§ **Problem statement**
Edit the entries starting with the line with "Rules: pick out every instance of the city" and going on through the line with "point(132, 257)", replacing "Target" with "Label" and leaving all else unchanged. Give back only those lines.

§ **Records to use**

————

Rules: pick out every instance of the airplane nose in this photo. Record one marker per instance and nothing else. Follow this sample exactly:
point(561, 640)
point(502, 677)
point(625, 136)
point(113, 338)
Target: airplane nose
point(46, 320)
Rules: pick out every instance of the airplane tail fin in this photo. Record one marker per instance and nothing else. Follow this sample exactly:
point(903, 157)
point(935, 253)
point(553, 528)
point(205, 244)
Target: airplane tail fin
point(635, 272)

————

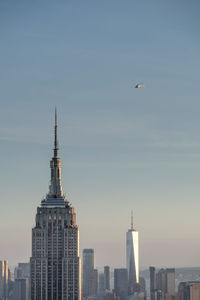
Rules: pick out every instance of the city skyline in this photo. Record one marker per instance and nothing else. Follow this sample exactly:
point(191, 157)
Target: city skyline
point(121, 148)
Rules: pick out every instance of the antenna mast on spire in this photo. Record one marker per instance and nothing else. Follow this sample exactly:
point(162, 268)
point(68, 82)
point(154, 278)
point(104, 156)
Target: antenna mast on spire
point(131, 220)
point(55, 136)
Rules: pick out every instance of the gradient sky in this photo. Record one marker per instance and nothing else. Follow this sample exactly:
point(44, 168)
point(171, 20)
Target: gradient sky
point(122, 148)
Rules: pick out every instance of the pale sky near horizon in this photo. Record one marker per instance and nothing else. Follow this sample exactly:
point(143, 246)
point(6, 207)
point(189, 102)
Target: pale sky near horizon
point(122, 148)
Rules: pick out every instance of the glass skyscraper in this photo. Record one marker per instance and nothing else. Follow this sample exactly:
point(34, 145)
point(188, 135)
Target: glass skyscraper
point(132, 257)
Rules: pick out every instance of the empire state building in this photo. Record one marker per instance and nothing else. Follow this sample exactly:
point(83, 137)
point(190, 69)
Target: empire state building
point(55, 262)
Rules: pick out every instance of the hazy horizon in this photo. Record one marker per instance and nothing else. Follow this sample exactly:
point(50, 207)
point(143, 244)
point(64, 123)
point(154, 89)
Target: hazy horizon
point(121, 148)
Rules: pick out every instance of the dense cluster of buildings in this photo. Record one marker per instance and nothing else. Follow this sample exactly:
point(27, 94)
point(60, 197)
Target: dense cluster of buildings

————

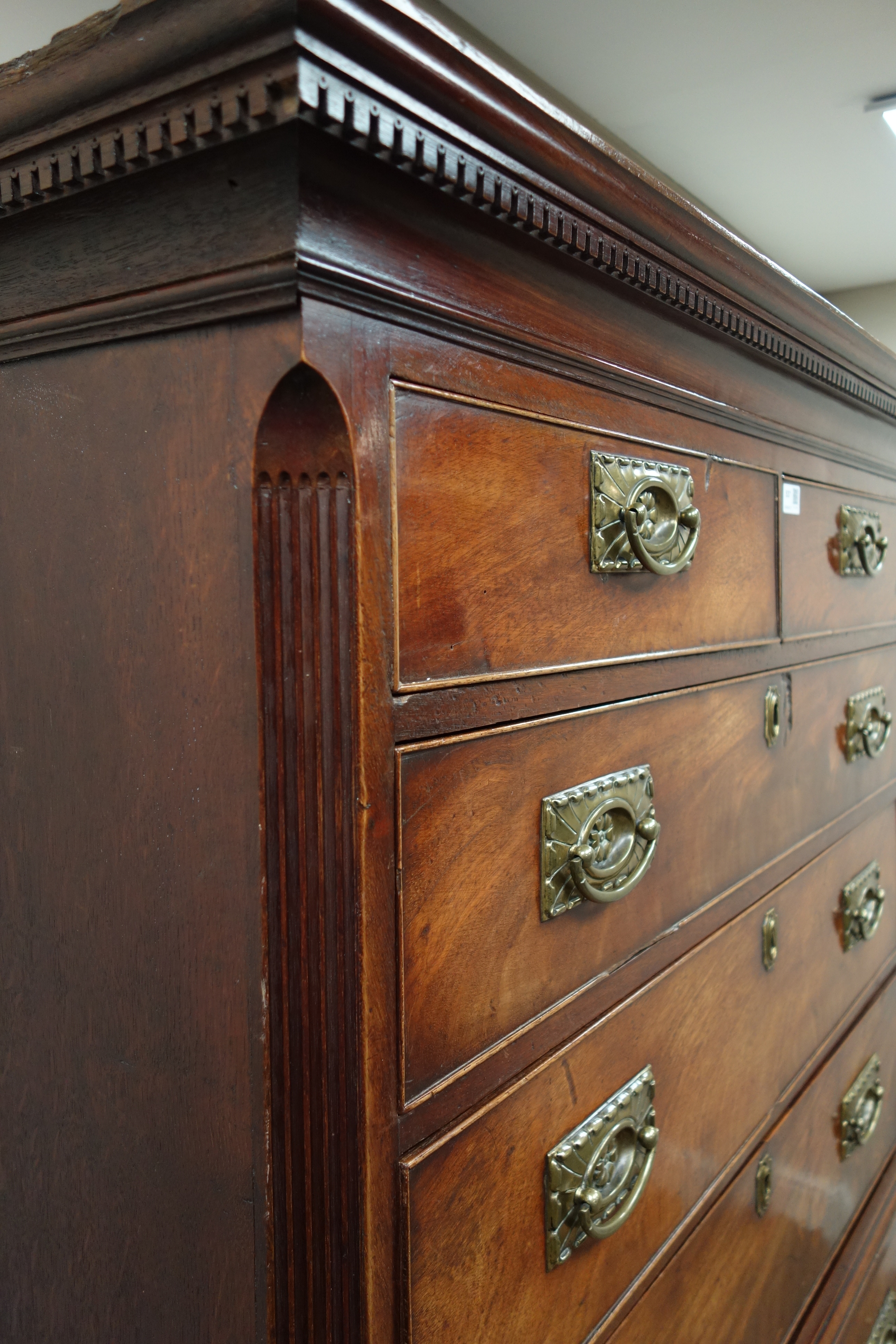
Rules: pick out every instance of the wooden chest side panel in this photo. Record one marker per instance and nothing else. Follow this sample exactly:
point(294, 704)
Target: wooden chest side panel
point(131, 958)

————

§ **Finished answer**
Rules: pick out every instance of the city skyline in this photo. Record one marker per instance and nothing else. Follow this sample exactly:
point(191, 157)
Label: city skyline
point(121, 148)
Rules: pick out every instance of the antenna mast on spire in this photo. Record one marker per instance and nothing else. Follow this sample exactly:
point(162, 268)
point(68, 82)
point(154, 278)
point(104, 156)
Label: antenna mast on spire
point(131, 220)
point(55, 136)
Rules: pick out every instance of the gradient sky in this photo. Record one marker per instance and nothing else. Follow this sample exactly:
point(44, 168)
point(171, 20)
Label: gradient sky
point(122, 148)
Rules: pick out every instance of the pale sky near horizon in this photo. Record one marker per instance and nothing else. Follow this sample exactly:
point(143, 246)
point(6, 207)
point(189, 102)
Label: pale sky near horizon
point(122, 148)
Rules: pick out every instance of the glass skyscraper in this photo. Record one marker per instance and nothing else. Follow this sample exactly:
point(34, 145)
point(188, 135)
Label: glass skyscraper
point(132, 257)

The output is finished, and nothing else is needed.